__EXCERTO TEXTUAL__:
####################
A indústria da caça à baleia entrou em declínio ao longo de cerca de um século. Pedro Madruga/Visit Azores

No entanto, não ia durar para sempre. Após a descoberta do petróleo bruto em 1859, a procura de óleo de baleia diminuiu drasticamente nas décadas seguintes.

Até ao fim da indústria, em 1987, as práticas dos baleeiros açorianos eram diferentes dos navios-fábrica dos americanos. Continuaram a caçar nos seus pequenos barcos de madeira com armas artesanais, matando apenas um pequeno número de cachalotes. Os seus homólogos de outros países utilizavam embarcações modernas e arpões sofisticados, o que levou à dizimação de muitas espécies de baleias.

Para fazer face a este drástico declínio das populações, a Comissão Baleeira Internacional decretou uma moratória sobre a atividade baleeira comercial em 1982. Portugal apoiou a proibição, o que significava que os Açores também tinham de a cumprir. A pressão das organizações de conservação locais e mundiais levou ao fim da atividade baleeira nos Açores. A última baleia terá sido morta em 1987 por alguns baleeiros descontentes da ilha do Pico.

Novos começos

Cachalotes podem ser vistos nos Açores. Francois Gohier/VW Pics/Universal Images Group/Getty Images

A transição para a caça à baleia deu origem a novas indústrias e práticas - com o impulso vindo de fora. Em 1990, o francês Serge Viallele criou a primeira empresa de observação de baleias no arquipélago, na ilha do Pico.

"Viallele mostrou que era possível viver das baleias sem as matar", diz Miguel Cravinho, coproprietário da Terra Azul, uma empresa de observação de baleias sediada na ilha de São Miguel. "O foco rapidamente mudou da caça à baleia para o eco-turismo, conservação e educação."
####################
__DADOS EXTRAÍDOS__:

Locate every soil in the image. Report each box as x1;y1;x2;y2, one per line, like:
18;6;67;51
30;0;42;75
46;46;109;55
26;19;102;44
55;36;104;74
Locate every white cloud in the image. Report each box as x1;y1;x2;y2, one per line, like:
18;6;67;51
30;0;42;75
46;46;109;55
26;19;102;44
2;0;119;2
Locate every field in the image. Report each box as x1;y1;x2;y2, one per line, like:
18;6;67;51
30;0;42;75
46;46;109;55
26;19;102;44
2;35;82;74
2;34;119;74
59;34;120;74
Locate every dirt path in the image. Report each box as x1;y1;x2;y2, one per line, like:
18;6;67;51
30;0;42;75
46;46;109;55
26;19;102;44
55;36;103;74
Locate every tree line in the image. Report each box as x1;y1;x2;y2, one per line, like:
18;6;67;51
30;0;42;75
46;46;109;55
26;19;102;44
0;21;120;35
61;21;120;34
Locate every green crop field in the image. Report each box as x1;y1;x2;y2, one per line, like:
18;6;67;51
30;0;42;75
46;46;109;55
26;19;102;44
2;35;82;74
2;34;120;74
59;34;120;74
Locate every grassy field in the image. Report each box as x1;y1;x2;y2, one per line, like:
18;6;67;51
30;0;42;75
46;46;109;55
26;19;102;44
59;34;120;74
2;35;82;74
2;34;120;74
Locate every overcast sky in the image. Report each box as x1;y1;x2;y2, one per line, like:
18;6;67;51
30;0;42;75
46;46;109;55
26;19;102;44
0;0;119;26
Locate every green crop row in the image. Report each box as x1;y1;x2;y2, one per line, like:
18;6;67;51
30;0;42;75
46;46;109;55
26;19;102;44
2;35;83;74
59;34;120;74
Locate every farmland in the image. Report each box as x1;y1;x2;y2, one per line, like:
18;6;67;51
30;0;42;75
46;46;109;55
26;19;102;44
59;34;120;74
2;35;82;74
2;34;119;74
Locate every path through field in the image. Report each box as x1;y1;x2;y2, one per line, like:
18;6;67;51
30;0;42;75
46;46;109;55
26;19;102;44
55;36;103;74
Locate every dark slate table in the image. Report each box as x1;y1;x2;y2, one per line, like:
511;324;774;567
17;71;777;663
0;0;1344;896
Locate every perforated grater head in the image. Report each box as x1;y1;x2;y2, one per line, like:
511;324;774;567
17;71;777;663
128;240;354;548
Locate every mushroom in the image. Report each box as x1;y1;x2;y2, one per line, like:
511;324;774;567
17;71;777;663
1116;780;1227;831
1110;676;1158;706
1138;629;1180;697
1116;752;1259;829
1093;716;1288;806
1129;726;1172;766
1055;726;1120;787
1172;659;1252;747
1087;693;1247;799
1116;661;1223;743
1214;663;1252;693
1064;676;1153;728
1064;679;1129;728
####################
__OBJETIVO__:
Copie, do texto sobre a caça à baleia nos Açores, tudo desde "Até ao fim da" até "espécies de baleias.". Os itens não têm qualquer papel aqui.

__TAREFA CONCLUÍDA__:
Até ao fim da indústria, em 1987, as práticas dos baleeiros açorianos eram diferentes dos navios-fábrica dos americanos. Continuaram a caçar nos seus pequenos barcos de madeira com armas artesanais, matando apenas um pequeno número de cachalotes. Os seus homólogos de outros países utilizavam embarcações modernas e arpões sofisticados, o que levou à dizimação de muitas espécies de baleias.